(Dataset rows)

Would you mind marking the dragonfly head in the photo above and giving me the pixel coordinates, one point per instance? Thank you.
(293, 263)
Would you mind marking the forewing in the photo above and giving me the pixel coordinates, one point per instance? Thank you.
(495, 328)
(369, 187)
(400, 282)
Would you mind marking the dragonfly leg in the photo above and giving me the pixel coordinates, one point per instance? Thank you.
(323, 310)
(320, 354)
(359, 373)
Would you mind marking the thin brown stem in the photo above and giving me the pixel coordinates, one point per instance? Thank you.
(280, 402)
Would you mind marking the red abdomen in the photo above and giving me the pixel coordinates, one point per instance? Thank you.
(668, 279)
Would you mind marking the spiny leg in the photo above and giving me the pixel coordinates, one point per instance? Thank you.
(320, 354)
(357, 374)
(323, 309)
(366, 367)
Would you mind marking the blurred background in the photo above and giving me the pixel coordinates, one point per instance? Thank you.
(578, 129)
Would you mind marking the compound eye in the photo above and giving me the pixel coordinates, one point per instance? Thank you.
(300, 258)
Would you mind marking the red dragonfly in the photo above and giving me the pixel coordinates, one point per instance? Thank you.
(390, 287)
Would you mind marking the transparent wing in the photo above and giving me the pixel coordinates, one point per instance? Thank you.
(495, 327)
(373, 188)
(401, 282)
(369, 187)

* Instruction
Reproduce the material verbatim, starting with the line that contains "Would you mind marking the compound" and continuing through the final line of the material, both included.

* Worked answer
Would you mind marking the compound eye in the photo above and giving me the pixel coordinates, one point per instance? Thank you.
(300, 258)
Would you mind marking the red dragonfly in the photo above and giving me the pixel coordinates, one point per instance? Thank you.
(390, 287)
Would you mind marking the transparent wing in the photo above and giving me the pixel coordinates, one point per instance? Thank you.
(495, 327)
(373, 188)
(401, 282)
(369, 187)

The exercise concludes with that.